(Point-per-instance localization data)
____
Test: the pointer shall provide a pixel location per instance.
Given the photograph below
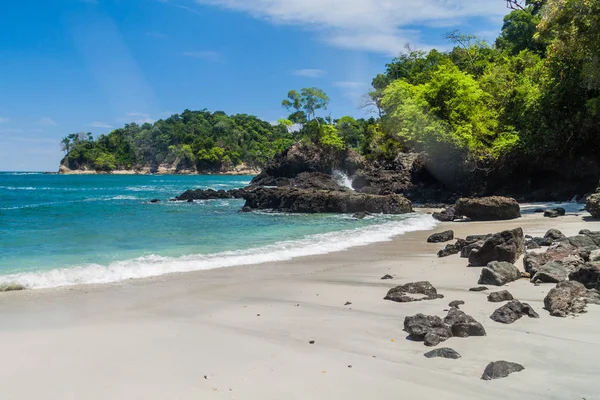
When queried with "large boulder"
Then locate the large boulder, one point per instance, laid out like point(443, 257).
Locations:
point(500, 369)
point(293, 200)
point(499, 273)
point(568, 298)
point(512, 311)
point(428, 328)
point(593, 205)
point(504, 246)
point(408, 293)
point(441, 237)
point(488, 208)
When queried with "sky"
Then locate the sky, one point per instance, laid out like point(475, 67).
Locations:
point(68, 66)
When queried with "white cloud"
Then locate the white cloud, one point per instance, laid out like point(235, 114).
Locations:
point(381, 26)
point(310, 73)
point(213, 56)
point(47, 122)
point(103, 125)
point(350, 84)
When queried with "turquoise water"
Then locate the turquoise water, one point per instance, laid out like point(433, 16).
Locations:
point(60, 230)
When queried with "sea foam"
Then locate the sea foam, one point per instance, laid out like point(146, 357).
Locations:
point(155, 265)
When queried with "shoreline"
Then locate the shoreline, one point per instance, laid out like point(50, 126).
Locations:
point(247, 329)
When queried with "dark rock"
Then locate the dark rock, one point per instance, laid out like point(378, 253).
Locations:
point(552, 272)
point(554, 235)
point(568, 298)
point(500, 369)
point(463, 325)
point(488, 208)
point(592, 205)
point(456, 303)
point(441, 237)
point(430, 329)
point(504, 246)
point(361, 215)
point(555, 212)
point(583, 241)
point(478, 289)
point(512, 311)
point(402, 294)
point(449, 250)
point(499, 297)
point(294, 200)
point(444, 352)
point(499, 274)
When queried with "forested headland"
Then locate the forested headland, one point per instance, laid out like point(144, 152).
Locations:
point(524, 110)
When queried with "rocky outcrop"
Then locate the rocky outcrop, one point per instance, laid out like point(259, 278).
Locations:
point(432, 330)
point(500, 369)
point(568, 298)
point(488, 208)
point(444, 352)
point(499, 273)
point(513, 311)
point(441, 237)
point(592, 205)
point(499, 297)
point(294, 200)
point(504, 246)
point(407, 293)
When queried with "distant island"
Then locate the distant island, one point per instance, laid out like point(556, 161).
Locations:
point(518, 117)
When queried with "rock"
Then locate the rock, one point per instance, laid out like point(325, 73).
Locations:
point(478, 289)
point(361, 215)
point(402, 294)
point(554, 234)
point(592, 205)
point(293, 200)
point(446, 215)
point(568, 298)
point(500, 369)
point(512, 311)
point(449, 250)
point(499, 297)
point(504, 246)
point(456, 303)
point(430, 329)
point(588, 274)
point(444, 352)
point(488, 208)
point(441, 237)
point(555, 212)
point(583, 241)
point(463, 325)
point(11, 287)
point(499, 273)
point(552, 272)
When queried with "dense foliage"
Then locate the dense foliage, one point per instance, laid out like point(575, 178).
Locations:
point(192, 140)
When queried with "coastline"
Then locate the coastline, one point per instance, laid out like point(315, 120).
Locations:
point(158, 337)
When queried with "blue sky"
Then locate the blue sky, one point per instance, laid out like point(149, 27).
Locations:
point(93, 65)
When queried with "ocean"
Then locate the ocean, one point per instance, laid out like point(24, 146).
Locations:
point(60, 230)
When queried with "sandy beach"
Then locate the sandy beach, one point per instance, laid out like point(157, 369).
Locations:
point(244, 332)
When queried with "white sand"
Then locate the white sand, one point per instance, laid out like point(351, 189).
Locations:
point(158, 338)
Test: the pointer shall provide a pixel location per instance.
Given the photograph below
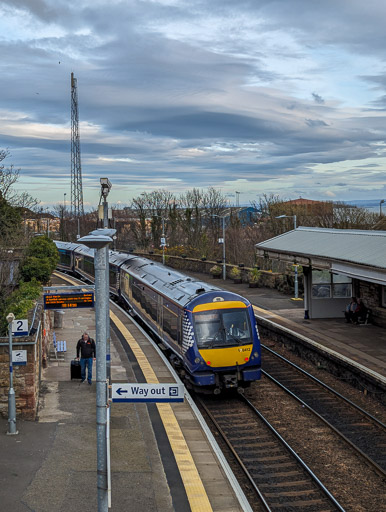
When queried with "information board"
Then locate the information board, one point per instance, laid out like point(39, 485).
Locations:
point(138, 392)
point(69, 300)
point(20, 327)
point(19, 357)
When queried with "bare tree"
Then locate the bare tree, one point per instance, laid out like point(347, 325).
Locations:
point(8, 178)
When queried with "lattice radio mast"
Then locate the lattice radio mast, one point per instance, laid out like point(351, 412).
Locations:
point(76, 168)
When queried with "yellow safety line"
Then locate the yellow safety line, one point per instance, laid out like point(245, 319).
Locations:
point(195, 490)
point(269, 314)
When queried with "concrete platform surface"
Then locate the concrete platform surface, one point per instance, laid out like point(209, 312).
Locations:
point(50, 466)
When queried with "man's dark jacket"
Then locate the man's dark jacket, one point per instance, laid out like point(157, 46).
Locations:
point(86, 348)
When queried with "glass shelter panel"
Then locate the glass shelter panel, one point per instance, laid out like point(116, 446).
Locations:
point(326, 285)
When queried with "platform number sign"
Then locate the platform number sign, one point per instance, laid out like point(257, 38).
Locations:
point(20, 327)
point(19, 357)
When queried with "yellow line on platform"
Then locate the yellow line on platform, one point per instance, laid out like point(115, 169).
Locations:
point(194, 487)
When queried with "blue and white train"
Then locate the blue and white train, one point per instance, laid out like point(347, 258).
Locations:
point(211, 333)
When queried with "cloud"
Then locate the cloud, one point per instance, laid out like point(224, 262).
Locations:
point(187, 93)
point(318, 99)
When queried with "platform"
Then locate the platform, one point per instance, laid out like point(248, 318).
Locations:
point(160, 457)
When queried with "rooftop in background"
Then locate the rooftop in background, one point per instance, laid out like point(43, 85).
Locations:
point(347, 245)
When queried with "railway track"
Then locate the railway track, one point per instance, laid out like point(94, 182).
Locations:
point(280, 479)
point(362, 431)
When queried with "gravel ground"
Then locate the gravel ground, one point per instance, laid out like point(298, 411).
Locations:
point(352, 482)
point(370, 405)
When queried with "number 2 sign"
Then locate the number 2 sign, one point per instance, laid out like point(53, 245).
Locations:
point(20, 327)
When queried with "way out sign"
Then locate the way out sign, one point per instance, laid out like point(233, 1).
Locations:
point(134, 392)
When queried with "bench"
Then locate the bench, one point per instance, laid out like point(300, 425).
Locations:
point(366, 319)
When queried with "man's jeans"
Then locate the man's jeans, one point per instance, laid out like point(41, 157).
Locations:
point(86, 361)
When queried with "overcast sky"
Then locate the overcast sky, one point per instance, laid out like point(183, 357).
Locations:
point(285, 97)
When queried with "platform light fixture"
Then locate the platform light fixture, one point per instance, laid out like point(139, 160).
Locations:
point(99, 240)
point(106, 186)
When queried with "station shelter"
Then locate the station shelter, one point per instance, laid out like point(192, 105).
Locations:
point(337, 264)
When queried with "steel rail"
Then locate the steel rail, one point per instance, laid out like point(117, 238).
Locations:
point(234, 453)
point(368, 460)
point(297, 457)
point(333, 391)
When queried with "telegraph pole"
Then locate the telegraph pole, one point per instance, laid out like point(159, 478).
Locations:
point(77, 209)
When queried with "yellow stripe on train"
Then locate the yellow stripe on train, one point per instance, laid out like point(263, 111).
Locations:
point(231, 356)
point(219, 305)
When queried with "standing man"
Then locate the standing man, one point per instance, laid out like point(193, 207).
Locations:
point(86, 347)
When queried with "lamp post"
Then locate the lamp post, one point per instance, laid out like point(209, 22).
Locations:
point(48, 224)
point(296, 284)
point(106, 186)
point(163, 239)
point(224, 270)
point(64, 215)
point(11, 393)
point(99, 240)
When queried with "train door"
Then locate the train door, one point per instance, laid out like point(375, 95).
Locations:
point(160, 316)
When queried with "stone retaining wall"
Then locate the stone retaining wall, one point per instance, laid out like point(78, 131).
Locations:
point(26, 379)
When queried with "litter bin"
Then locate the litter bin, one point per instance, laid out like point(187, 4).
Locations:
point(58, 319)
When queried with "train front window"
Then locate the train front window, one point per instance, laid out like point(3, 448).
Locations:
point(222, 328)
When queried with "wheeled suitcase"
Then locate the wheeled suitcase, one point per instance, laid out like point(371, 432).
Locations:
point(75, 369)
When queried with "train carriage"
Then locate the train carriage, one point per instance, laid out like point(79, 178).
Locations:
point(211, 333)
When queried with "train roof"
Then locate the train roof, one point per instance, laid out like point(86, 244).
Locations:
point(70, 246)
point(176, 285)
point(181, 288)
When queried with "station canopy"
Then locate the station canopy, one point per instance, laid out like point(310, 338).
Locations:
point(359, 254)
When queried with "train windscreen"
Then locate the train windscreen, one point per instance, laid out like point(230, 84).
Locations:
point(222, 328)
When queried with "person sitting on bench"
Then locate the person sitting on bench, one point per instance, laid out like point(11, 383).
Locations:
point(359, 313)
point(350, 309)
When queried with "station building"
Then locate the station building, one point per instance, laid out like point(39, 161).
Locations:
point(337, 264)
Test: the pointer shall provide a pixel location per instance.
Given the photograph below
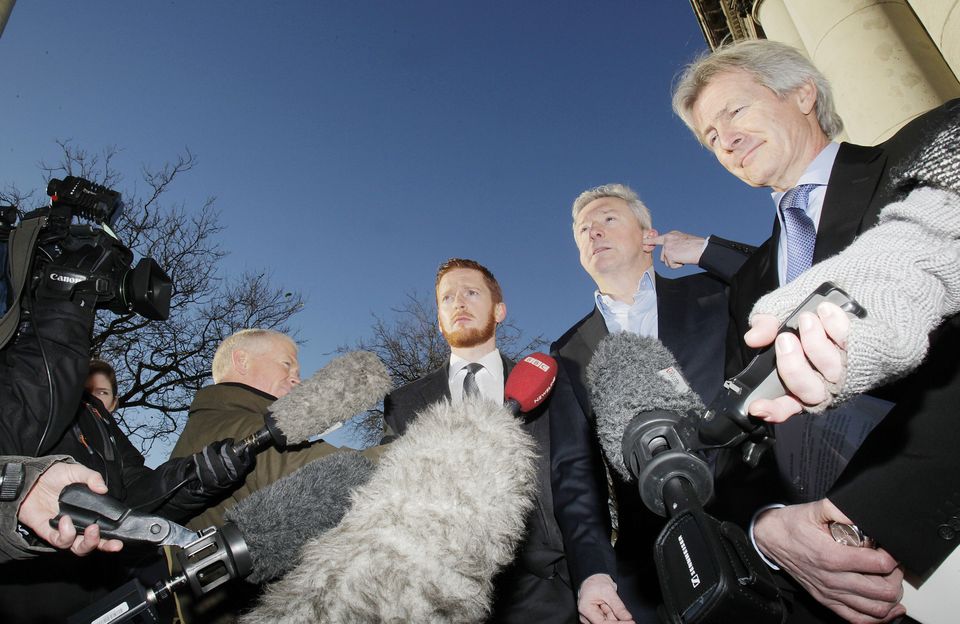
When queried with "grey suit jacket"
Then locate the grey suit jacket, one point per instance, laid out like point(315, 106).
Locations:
point(536, 587)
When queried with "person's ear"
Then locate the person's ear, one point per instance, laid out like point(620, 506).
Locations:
point(649, 235)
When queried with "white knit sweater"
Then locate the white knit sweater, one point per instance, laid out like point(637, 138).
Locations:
point(905, 272)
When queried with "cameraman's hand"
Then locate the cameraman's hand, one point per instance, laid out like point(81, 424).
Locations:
point(678, 248)
point(219, 467)
point(598, 601)
point(810, 366)
point(42, 504)
point(858, 584)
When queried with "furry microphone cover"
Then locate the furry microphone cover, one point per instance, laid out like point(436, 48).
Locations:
point(349, 384)
point(278, 520)
point(630, 375)
point(442, 514)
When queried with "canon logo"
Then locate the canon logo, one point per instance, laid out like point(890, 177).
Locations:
point(69, 279)
point(694, 577)
point(541, 365)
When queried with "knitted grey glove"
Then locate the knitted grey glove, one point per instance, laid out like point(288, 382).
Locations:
point(905, 271)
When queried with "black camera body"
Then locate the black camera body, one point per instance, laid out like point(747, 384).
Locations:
point(51, 256)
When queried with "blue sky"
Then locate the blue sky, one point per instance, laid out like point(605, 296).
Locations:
point(353, 146)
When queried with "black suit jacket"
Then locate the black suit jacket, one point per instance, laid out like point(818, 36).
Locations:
point(536, 586)
point(692, 324)
point(901, 486)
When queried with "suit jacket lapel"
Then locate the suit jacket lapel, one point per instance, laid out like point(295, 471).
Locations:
point(669, 333)
point(439, 385)
point(853, 183)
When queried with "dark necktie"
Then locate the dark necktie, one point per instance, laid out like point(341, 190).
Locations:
point(470, 387)
point(801, 235)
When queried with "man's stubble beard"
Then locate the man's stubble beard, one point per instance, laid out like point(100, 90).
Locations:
point(470, 337)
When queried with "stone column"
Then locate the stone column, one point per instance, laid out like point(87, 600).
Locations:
point(884, 68)
point(941, 18)
point(777, 23)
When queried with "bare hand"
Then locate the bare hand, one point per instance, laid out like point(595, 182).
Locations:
point(678, 248)
point(861, 585)
point(42, 504)
point(806, 365)
point(598, 601)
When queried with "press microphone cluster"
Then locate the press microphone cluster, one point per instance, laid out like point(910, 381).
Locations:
point(443, 513)
point(349, 384)
point(651, 427)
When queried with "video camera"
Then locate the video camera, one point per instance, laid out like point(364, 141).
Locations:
point(51, 256)
point(709, 572)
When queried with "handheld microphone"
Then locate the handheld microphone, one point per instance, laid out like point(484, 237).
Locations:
point(423, 539)
point(529, 383)
point(261, 541)
point(349, 384)
point(276, 521)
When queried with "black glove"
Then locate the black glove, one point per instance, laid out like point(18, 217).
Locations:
point(219, 467)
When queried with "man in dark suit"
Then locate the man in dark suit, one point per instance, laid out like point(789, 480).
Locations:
point(536, 586)
point(615, 237)
point(767, 115)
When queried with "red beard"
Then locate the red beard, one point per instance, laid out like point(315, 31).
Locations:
point(470, 337)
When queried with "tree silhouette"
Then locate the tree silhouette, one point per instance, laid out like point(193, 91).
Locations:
point(409, 343)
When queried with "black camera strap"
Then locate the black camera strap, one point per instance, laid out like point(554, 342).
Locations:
point(23, 240)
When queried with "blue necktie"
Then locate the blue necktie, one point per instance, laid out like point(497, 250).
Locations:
point(801, 235)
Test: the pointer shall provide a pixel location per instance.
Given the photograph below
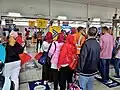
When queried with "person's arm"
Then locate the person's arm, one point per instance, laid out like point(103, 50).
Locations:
point(51, 51)
point(82, 57)
point(101, 42)
point(82, 41)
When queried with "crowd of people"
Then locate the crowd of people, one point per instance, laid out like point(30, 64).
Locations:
point(93, 51)
point(87, 54)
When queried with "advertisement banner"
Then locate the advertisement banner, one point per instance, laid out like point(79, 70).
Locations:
point(31, 23)
point(55, 30)
point(41, 23)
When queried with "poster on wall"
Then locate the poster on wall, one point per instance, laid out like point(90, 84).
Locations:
point(55, 30)
point(41, 23)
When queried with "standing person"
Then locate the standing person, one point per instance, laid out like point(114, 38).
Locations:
point(66, 57)
point(19, 39)
point(39, 40)
point(79, 39)
point(106, 44)
point(12, 62)
point(117, 62)
point(88, 60)
point(46, 74)
point(54, 54)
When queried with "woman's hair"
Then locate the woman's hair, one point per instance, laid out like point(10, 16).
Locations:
point(92, 31)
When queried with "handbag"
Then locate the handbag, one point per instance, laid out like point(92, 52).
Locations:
point(74, 63)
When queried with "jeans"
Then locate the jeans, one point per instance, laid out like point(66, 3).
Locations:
point(86, 83)
point(104, 69)
point(55, 73)
point(116, 66)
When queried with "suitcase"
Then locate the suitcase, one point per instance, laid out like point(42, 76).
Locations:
point(2, 82)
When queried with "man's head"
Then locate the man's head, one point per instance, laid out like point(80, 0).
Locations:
point(92, 31)
point(105, 30)
point(80, 29)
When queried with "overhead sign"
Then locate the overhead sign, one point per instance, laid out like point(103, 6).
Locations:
point(31, 23)
point(55, 30)
point(41, 23)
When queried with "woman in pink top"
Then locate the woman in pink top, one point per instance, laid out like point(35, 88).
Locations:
point(54, 54)
point(117, 62)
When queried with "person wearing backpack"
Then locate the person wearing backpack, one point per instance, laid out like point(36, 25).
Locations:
point(79, 39)
point(12, 61)
point(117, 62)
point(39, 40)
point(46, 73)
point(89, 60)
point(54, 54)
point(66, 57)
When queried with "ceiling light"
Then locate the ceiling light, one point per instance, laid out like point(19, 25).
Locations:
point(62, 18)
point(14, 14)
point(96, 19)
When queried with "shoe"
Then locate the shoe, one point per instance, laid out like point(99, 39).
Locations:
point(98, 76)
point(117, 77)
point(109, 82)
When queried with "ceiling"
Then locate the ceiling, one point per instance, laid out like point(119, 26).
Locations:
point(73, 9)
point(105, 3)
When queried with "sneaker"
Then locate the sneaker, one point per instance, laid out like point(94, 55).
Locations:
point(117, 77)
point(109, 82)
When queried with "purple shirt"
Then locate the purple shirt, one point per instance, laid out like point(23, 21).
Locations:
point(106, 43)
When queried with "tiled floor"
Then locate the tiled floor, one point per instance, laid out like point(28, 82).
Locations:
point(32, 74)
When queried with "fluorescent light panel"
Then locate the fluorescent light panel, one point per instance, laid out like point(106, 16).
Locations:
point(14, 14)
point(62, 18)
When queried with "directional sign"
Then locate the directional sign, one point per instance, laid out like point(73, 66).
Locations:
point(55, 30)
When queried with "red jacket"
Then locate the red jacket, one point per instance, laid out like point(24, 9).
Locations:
point(68, 51)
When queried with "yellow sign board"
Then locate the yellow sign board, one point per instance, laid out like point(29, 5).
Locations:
point(41, 23)
point(31, 23)
point(55, 30)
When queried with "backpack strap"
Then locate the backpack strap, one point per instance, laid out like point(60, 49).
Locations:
____
▶ _Assigned task_
Scan the records above and show every line in which the word "stripe" occurs.

▶ _Completed exercise_
When queried with "yellow stripe on train"
Then locate the yellow stripe on train, one point per instance, laid out like point(263, 111).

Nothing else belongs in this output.